Referring expression data:
┌──

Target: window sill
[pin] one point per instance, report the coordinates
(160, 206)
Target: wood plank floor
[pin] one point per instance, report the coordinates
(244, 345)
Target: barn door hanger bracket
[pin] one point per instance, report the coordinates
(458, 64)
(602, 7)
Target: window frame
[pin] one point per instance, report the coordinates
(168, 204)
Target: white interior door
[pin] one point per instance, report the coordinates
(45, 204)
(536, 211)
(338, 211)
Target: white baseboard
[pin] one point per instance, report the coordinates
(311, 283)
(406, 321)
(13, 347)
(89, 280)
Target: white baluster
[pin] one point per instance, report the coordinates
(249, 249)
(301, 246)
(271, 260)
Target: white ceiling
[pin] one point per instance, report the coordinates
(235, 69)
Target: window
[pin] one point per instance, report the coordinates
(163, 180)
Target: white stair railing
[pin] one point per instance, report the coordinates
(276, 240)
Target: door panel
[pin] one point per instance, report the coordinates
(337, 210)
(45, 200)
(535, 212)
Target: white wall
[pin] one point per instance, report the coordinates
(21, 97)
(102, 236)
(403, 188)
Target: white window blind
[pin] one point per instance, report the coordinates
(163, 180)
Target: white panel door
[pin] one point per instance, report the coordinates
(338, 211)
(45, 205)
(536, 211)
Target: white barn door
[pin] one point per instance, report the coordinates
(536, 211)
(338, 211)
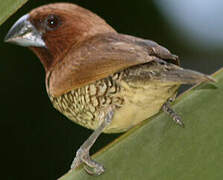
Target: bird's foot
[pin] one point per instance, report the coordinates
(167, 109)
(91, 167)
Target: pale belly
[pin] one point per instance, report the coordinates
(140, 104)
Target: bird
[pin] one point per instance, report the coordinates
(98, 78)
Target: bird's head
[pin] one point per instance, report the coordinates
(51, 30)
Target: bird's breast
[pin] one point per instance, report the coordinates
(134, 101)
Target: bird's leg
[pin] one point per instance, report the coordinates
(167, 109)
(82, 155)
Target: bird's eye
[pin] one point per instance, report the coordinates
(52, 22)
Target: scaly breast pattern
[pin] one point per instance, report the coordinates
(83, 105)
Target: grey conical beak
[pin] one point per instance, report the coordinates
(24, 33)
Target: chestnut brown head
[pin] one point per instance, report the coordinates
(51, 30)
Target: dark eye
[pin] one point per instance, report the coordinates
(52, 22)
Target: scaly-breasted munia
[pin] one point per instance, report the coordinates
(96, 77)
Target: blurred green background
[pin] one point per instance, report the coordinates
(40, 143)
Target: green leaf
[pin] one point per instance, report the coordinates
(158, 149)
(8, 7)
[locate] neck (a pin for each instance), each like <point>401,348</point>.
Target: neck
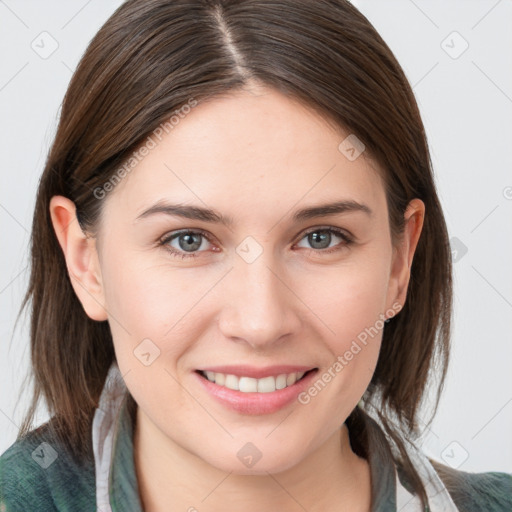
<point>332,477</point>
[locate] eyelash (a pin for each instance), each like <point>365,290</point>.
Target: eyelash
<point>347,240</point>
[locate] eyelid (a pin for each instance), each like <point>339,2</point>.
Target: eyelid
<point>163,241</point>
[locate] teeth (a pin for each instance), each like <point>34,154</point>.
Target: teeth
<point>250,385</point>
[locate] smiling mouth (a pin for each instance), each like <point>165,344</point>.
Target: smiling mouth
<point>251,385</point>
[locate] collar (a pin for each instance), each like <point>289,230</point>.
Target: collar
<point>116,481</point>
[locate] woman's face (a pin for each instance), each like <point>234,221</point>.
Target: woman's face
<point>255,292</point>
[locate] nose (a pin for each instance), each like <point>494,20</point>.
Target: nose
<point>259,307</point>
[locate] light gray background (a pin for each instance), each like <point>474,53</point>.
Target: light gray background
<point>466,103</point>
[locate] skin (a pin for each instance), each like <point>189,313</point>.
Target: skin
<point>256,156</point>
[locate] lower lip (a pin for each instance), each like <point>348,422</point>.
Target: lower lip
<point>256,403</point>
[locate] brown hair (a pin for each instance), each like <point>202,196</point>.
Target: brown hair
<point>149,59</point>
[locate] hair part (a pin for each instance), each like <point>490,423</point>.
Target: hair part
<point>148,60</point>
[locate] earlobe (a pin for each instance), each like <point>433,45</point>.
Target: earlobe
<point>81,257</point>
<point>404,253</point>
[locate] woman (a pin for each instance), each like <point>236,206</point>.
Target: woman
<point>241,276</point>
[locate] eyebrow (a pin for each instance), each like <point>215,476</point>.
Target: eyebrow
<point>210,215</point>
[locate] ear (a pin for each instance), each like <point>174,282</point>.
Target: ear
<point>404,253</point>
<point>81,257</point>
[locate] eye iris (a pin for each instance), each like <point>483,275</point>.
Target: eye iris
<point>319,237</point>
<point>192,241</point>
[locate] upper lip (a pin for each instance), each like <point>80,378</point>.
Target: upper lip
<point>256,373</point>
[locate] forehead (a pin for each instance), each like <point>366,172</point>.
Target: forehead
<point>248,153</point>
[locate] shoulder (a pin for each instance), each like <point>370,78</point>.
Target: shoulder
<point>38,473</point>
<point>474,492</point>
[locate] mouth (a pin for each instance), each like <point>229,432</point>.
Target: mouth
<point>246,384</point>
<point>262,392</point>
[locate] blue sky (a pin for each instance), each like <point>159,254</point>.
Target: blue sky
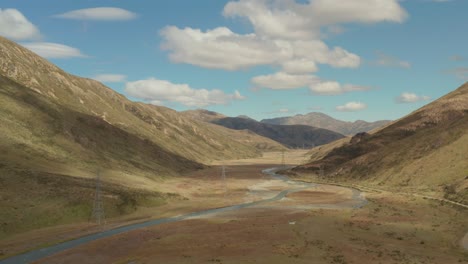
<point>364,59</point>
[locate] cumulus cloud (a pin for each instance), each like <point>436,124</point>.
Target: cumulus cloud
<point>411,98</point>
<point>351,107</point>
<point>390,61</point>
<point>110,78</point>
<point>99,13</point>
<point>299,66</point>
<point>285,81</point>
<point>54,50</point>
<point>14,25</point>
<point>286,33</point>
<point>457,58</point>
<point>460,73</point>
<point>335,88</point>
<point>287,19</point>
<point>159,91</point>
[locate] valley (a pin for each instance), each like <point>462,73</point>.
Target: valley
<point>320,223</point>
<point>185,136</point>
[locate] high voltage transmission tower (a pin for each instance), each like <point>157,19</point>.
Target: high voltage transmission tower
<point>283,162</point>
<point>322,171</point>
<point>223,179</point>
<point>98,209</point>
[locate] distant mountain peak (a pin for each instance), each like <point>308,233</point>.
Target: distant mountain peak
<point>321,120</point>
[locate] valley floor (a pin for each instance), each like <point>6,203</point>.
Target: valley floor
<point>319,224</point>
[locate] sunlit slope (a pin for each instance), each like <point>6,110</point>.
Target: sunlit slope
<point>426,150</point>
<point>58,130</point>
<point>245,136</point>
<point>162,126</point>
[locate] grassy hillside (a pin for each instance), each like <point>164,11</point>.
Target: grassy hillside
<point>294,136</point>
<point>247,137</point>
<point>425,151</point>
<point>322,120</point>
<point>58,130</point>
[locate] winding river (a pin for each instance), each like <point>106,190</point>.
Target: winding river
<point>296,187</point>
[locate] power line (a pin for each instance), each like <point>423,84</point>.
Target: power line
<point>283,162</point>
<point>98,208</point>
<point>223,179</point>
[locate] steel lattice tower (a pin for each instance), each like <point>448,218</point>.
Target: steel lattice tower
<point>223,178</point>
<point>283,162</point>
<point>98,209</point>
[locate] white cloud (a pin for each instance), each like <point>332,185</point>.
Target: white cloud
<point>351,107</point>
<point>299,66</point>
<point>287,19</point>
<point>110,77</point>
<point>99,13</point>
<point>284,81</point>
<point>386,60</point>
<point>54,50</point>
<point>411,98</point>
<point>159,91</point>
<point>220,48</point>
<point>14,25</point>
<point>335,88</point>
<point>457,58</point>
<point>286,34</point>
<point>460,73</point>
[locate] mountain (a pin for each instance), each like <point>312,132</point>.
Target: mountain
<point>57,130</point>
<point>293,136</point>
<point>321,120</point>
<point>298,136</point>
<point>425,151</point>
<point>246,137</point>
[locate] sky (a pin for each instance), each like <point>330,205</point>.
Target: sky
<point>363,59</point>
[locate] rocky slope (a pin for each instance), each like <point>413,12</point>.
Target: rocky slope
<point>321,120</point>
<point>57,130</point>
<point>292,136</point>
<point>425,151</point>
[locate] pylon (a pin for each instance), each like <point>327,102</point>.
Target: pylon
<point>283,162</point>
<point>98,209</point>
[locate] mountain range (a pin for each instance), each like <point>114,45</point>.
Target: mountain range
<point>321,120</point>
<point>58,131</point>
<point>426,151</point>
<point>292,136</point>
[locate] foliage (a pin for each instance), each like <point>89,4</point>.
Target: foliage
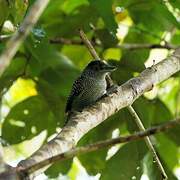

└──

Exercise brief: Among the lines of the data, which ones contain the word "panel"? Show them.

Result of this exercise:
Target: door panel
Target: white panel door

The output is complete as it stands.